8pm on Thursday May 28th this year saw the final Clap for Our Carers and will have marked the high-water mark, but also the end, of something that we in the communications and marketing world have taken for granted for over 150 years. That something? Mass society. And the mass communications and the mass media that went with it.
A year ago, the idea that mass communications were in terminal decline wouldn’t have seemed controversial. The ever-lengthening long tail of content, the proliferation of channel and platform choices, the fragmentation of popular music, the sharp decreases in the readership, viewership and listenership of the tabloids, the flagship TV channels, and the national radio stations all pointed the same way. To a much more individualised and atomised media.
And a year ago, there was more than a hint that it wasn’t just the mass media that was fragmenting. The fault lines of IndyRef and Brexit, and the global impact of identity politics all suggested that our society was starting to fissure in some fundamental ways.
But then COVID arrived. The Dunkirk Spirit was evoked. We were one nation united under lockdown. And for ten successive weeks, we emerged from our internal exile every Thursday to Clap For Our Carers, culminating at 8pm on its final night, May 28th in the UK’s largest-ever mass participation event.

(EXERCISE DETAILS)
Could you quote the stretch of the mass society text from "8pm on Thursday" through "and atomised media.", word for word?

Spatial localization data:

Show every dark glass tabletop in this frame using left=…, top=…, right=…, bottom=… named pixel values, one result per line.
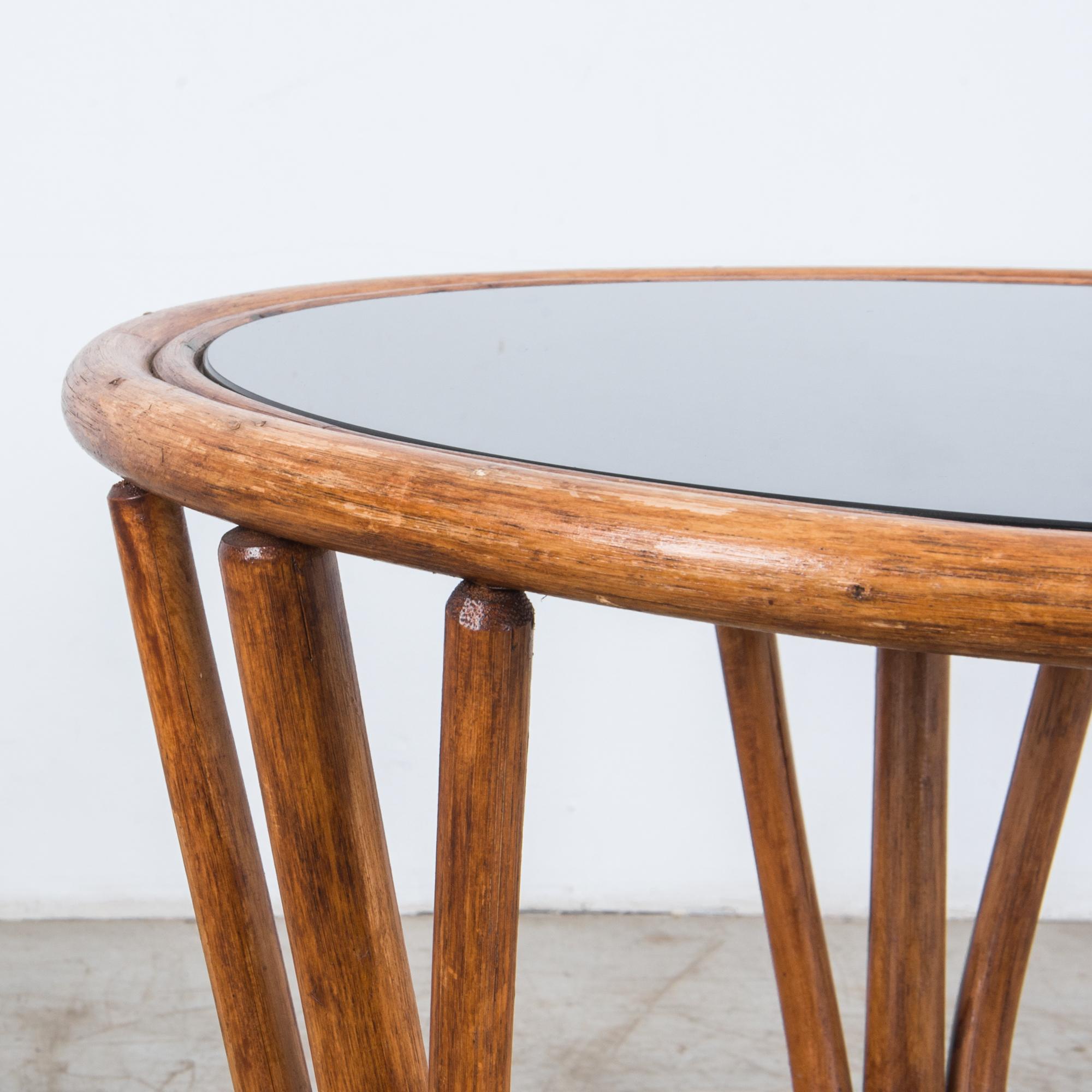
left=205, top=281, right=1092, bottom=527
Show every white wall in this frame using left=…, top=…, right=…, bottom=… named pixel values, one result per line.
left=0, top=0, right=1092, bottom=916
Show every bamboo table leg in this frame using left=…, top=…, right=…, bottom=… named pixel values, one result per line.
left=716, top=626, right=850, bottom=1092
left=865, top=649, right=949, bottom=1092
left=221, top=529, right=426, bottom=1092
left=109, top=482, right=310, bottom=1092
left=948, top=667, right=1092, bottom=1092
left=429, top=581, right=534, bottom=1092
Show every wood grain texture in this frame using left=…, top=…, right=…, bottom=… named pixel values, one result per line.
left=865, top=649, right=949, bottom=1092
left=219, top=529, right=426, bottom=1092
left=716, top=626, right=851, bottom=1092
left=109, top=482, right=311, bottom=1092
left=948, top=667, right=1092, bottom=1092
left=429, top=581, right=534, bottom=1092
left=57, top=270, right=1092, bottom=666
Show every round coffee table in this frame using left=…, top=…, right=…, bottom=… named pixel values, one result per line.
left=64, top=270, right=1092, bottom=1092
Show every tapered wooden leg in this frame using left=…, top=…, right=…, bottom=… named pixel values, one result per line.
left=109, top=482, right=310, bottom=1092
left=219, top=529, right=426, bottom=1092
left=865, top=649, right=949, bottom=1092
left=716, top=626, right=850, bottom=1092
left=948, top=667, right=1092, bottom=1092
left=429, top=581, right=534, bottom=1092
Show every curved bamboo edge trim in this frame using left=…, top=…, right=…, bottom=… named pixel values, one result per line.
left=63, top=270, right=1092, bottom=666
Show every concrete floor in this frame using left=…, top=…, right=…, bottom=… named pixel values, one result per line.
left=0, top=914, right=1092, bottom=1092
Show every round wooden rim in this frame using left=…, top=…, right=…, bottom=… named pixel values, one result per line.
left=63, top=269, right=1092, bottom=666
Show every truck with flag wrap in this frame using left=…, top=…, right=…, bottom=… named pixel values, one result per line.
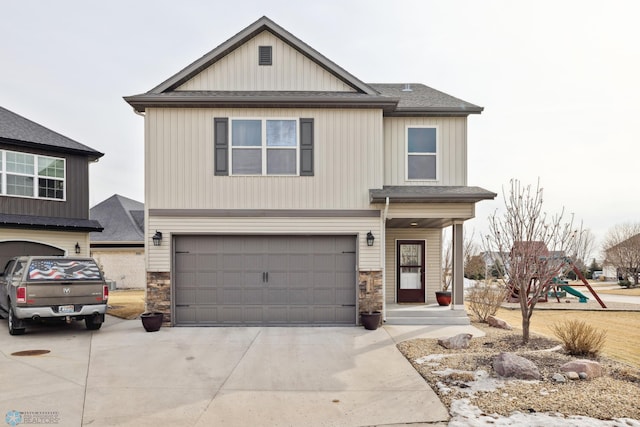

(ANSWER TO THIS PROBLEM)
8pm on Thursday May 28th this year saw the final Clap for Our Carers and will have marked the high-water mark, but also the end, of something that we in the communications and marketing world have taken for granted for over 150 years. That something? Mass society. And the mass communications and the mass media that went with it.
A year ago, the idea that mass communications were in terminal decline wouldn’t have seemed controversial. The ever-lengthening long tail of content, the proliferation of channel and platform choices, the fragmentation of popular music, the sharp decreases in the readership, viewership and listenership of the tabloids, the flagship TV channels, and the national radio stations all pointed the same way. To a much more individualised and atomised media.